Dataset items
☆ ☆ ☆ ☆ ☆

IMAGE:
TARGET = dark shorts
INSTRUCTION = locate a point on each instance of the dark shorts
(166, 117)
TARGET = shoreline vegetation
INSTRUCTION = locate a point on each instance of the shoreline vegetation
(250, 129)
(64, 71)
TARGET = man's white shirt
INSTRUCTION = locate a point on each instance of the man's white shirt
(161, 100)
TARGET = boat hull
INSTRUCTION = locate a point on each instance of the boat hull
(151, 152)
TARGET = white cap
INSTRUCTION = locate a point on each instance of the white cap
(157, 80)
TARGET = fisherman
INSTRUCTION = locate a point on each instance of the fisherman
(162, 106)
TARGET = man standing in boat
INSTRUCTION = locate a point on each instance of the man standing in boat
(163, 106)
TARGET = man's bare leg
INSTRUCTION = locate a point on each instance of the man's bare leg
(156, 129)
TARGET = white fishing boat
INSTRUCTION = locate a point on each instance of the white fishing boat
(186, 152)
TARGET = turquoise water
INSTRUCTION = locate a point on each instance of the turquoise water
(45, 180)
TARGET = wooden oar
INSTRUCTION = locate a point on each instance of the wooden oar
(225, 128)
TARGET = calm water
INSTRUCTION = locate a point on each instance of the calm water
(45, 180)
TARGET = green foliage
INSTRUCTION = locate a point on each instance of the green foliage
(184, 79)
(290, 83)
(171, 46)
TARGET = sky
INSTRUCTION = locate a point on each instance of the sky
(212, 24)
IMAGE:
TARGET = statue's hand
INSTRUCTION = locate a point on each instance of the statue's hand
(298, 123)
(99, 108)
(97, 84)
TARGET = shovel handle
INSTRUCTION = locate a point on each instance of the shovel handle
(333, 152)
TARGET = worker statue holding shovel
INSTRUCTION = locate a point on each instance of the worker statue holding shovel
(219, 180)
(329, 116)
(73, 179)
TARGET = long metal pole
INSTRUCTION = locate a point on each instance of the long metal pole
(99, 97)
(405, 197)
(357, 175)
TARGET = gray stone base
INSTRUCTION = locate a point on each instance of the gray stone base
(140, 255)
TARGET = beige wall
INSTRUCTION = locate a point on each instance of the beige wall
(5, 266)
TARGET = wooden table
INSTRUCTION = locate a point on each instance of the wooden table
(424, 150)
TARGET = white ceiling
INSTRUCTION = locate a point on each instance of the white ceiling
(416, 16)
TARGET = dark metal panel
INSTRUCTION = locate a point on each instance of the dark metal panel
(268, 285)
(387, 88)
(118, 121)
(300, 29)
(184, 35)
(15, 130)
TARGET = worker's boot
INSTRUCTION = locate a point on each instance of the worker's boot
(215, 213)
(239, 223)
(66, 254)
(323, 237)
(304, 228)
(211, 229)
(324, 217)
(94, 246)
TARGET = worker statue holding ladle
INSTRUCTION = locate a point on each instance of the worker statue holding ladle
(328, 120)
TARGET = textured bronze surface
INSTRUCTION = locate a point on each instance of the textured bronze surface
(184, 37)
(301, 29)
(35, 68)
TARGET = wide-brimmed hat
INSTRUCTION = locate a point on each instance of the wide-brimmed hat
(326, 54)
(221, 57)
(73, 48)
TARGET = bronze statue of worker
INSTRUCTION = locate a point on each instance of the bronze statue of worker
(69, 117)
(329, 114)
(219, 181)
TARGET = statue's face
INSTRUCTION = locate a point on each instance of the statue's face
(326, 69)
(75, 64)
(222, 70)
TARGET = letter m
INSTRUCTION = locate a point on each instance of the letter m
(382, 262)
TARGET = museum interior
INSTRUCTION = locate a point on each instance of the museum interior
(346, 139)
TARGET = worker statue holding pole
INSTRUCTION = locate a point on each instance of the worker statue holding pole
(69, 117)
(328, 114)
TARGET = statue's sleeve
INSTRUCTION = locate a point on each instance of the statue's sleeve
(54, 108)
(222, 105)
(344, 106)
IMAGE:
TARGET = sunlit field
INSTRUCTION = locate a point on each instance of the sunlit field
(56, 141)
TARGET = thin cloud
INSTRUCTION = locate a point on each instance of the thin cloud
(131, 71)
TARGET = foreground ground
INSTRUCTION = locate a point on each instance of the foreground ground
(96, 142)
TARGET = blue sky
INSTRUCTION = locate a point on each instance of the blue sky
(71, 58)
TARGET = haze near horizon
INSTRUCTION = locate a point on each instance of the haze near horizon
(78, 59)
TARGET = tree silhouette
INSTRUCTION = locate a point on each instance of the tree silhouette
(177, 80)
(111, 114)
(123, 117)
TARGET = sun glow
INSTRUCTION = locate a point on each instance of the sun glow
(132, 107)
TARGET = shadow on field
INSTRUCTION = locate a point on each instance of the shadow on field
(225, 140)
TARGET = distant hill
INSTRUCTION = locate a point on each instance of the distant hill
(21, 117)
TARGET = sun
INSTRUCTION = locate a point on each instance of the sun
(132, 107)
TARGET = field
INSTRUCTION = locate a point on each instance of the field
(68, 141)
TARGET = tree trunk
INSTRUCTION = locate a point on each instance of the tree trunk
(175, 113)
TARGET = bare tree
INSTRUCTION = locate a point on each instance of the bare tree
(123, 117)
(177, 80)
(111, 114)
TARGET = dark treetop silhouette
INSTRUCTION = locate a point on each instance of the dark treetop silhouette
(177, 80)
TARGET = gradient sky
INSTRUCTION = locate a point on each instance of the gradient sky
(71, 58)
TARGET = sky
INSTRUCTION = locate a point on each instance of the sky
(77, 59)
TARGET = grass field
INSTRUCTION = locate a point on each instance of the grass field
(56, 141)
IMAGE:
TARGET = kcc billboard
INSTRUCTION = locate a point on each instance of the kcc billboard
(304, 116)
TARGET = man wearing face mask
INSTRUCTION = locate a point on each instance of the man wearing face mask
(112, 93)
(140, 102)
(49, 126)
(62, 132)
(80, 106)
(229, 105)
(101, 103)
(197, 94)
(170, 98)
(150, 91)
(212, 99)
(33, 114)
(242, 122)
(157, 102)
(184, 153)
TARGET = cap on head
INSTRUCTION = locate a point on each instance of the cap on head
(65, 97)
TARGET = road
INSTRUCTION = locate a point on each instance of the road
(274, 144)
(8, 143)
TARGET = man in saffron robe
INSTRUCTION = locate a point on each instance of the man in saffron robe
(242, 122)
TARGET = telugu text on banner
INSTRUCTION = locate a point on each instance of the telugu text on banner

☆ ☆ ☆ ☆ ☆

■ INSTRUCTIONS FOR THE TASK
Update the records above by replacing "locate a point" with "mark a point" wherever it occurs, leaving everything else unchanged.

■ OUTPUT BELOW
IMAGE:
TARGET = dark shorts
INSTRUCTION = mark a point on each instance of the dark shorts
(166, 117)
TARGET = shoreline vegetation
INSTRUCTION = mark a point on each instance of the shoreline vegetation
(250, 129)
(64, 71)
TARGET = man's white shirt
INSTRUCTION = mark a point on each instance of the man's white shirt
(161, 100)
TARGET = boat hull
INSTRUCTION = mark a point on each instance of the boat hull
(151, 152)
TARGET = white cap
INSTRUCTION = mark a point on each instance of the white cap
(157, 80)
TARGET = fisherman
INSTRUCTION = mark a point on each instance of the fisherman
(162, 106)
TARGET = man standing in boat
INSTRUCTION = mark a point on each instance of the man standing in boat
(163, 106)
TARGET = man's bare leg
INSTRUCTION = mark a point on each instance of the man's bare leg
(156, 129)
TARGET = white fishing boat
INSTRUCTION = mark a point on each instance of the white fishing boat
(186, 152)
TARGET = turquoise water
INSTRUCTION = mark a point on each instance of the turquoise water
(45, 180)
TARGET = wooden oar
INSTRUCTION = mark a point on each instance of the wooden oar
(225, 128)
TARGET = calm water
INSTRUCTION = mark a point on each instance of the calm water
(45, 180)
TARGET = green foliage
INSTRUCTION = mark a point on each instance of the green foliage
(184, 79)
(290, 83)
(171, 46)
TARGET = sky
INSTRUCTION = mark a point on each instance of the sky
(212, 24)
IMAGE:
TARGET = statue's hand
INSTRUCTION = mark a point on each instance of the statue's hand
(298, 123)
(99, 108)
(97, 84)
TARGET = shovel handle
INSTRUCTION = mark a point on each instance of the shovel handle
(333, 152)
TARGET = worker statue holding shovel
INSTRUCTION = mark a point on each instance of the worker statue holding shovel
(219, 180)
(329, 116)
(73, 179)
TARGET = long metal pole
INSTRUCTION = mark a point on each instance of the long metal pole
(99, 97)
(405, 197)
(357, 175)
TARGET = gray stone base
INSTRUCTION = mark a point on each instance of the gray stone base
(140, 255)
TARGET = beige wall
INSTRUCTION = mark a point on each instance of the beige wall
(5, 266)
TARGET = wooden table
INSTRUCTION = mark a point on each instance of the wooden table
(424, 150)
TARGET = white ceiling
INSTRUCTION = mark a point on each instance of the white ceiling
(416, 16)
TARGET = dark metal panel
INSTRUCTION = mark a point on each instance of the dark metal panel
(268, 285)
(387, 88)
(118, 121)
(300, 29)
(184, 35)
(15, 130)
TARGET = worker's boot
INSTRUCTION = mark a point on each instance of the worker's boot
(215, 213)
(239, 223)
(66, 254)
(323, 237)
(304, 228)
(211, 229)
(324, 217)
(94, 246)
TARGET = worker statue holding ladle
INSTRUCTION = mark a point on each instance of the worker statue holding ladle
(328, 120)
TARGET = textured bronze surface
INSTRUCTION = mark a point on each instance of the textured bronze surface
(184, 37)
(301, 29)
(35, 68)
TARGET = wide-brimmed hat
INSTRUCTION = mark a point on each instance of the wide-brimmed hat
(326, 54)
(221, 57)
(73, 48)
TARGET = bronze statue of worker
INSTRUCTION = mark a point on each instance of the bronze statue of worker
(69, 117)
(329, 114)
(219, 181)
TARGET = statue's face
INSTRUCTION = mark a point on each instance of the statue's face
(326, 69)
(75, 64)
(222, 70)
TARGET = letter m
INSTRUCTION = mark a point on each instance of the letter m
(382, 262)
TARGET = museum interior
INSTRUCTION = mark a point on each instance of the museum interior
(346, 139)
TARGET = worker statue holding pole
INSTRUCTION = mark a point on each instance of the worker statue holding pole
(69, 117)
(328, 114)
TARGET = statue's sleeve
INSTRUCTION = mark a point on each instance of the statue's sleeve
(54, 108)
(222, 105)
(344, 106)
IMAGE:
TARGET = sunlit field
INSTRUCTION = mark a point on each instance of the sunlit field
(56, 141)
TARGET = thin cloud
INSTRUCTION = mark a point on each instance of the thin cloud
(131, 71)
TARGET = foreground ground
INSTRUCTION = mark a point on each instance of the foreground ground
(96, 142)
TARGET = blue sky
INSTRUCTION = mark a point on each instance of the blue sky
(71, 58)
TARGET = haze near horizon
INSTRUCTION = mark a point on each instance of the haze near horizon
(78, 59)
TARGET = tree silhouette
INSTRUCTION = mark a point on each instance of the tree silhouette
(177, 80)
(111, 114)
(123, 117)
TARGET = sun glow
INSTRUCTION = mark a point on each instance of the sun glow
(132, 107)
TARGET = shadow on field
INSTRUCTION = mark a point on each instance of the shadow on field
(225, 140)
TARGET = distant hill
INSTRUCTION = mark a point on each instance of the distant hill
(21, 117)
TARGET = sun
INSTRUCTION = mark a point on each instance of the sun
(132, 107)
TARGET = field
INSTRUCTION = mark a point on each instance of the field
(68, 141)
TARGET = tree trunk
INSTRUCTION = mark a point on each instance of the tree trunk
(175, 113)
TARGET = bare tree
INSTRUCTION = mark a point on each instance of the bare tree
(123, 117)
(177, 80)
(111, 114)
TARGET = dark treetop silhouette
INSTRUCTION = mark a point on each instance of the dark treetop silhouette
(177, 80)
TARGET = gradient sky
INSTRUCTION = mark a point on each instance of the gradient sky
(71, 58)
TARGET = sky
INSTRUCTION = mark a point on each instance of the sky
(77, 59)
TARGET = grass field
INSTRUCTION = mark a point on each instance of the grass field
(56, 141)
IMAGE:
TARGET = kcc billboard
INSTRUCTION = mark a point on each instance of the kcc billboard
(304, 116)
TARGET = man wearing face mask
INSTRUCTION = mark a point on each instance of the man wearing face mask
(112, 93)
(140, 102)
(49, 126)
(62, 132)
(80, 106)
(229, 105)
(101, 103)
(197, 94)
(170, 98)
(150, 91)
(212, 99)
(33, 114)
(242, 122)
(157, 102)
(184, 153)
TARGET = cap on head
INSTRUCTION = mark a point on each instance of the cap on head
(65, 97)
TARGET = road
INSTRUCTION = mark a point on each instance of the road
(274, 144)
(8, 143)
TARGET = man in saffron robe
INSTRUCTION = mark a point on each instance of the man in saffron robe
(242, 122)
TARGET = telugu text on banner
INSTRUCTION = mark a point on each instance of the telugu text on banner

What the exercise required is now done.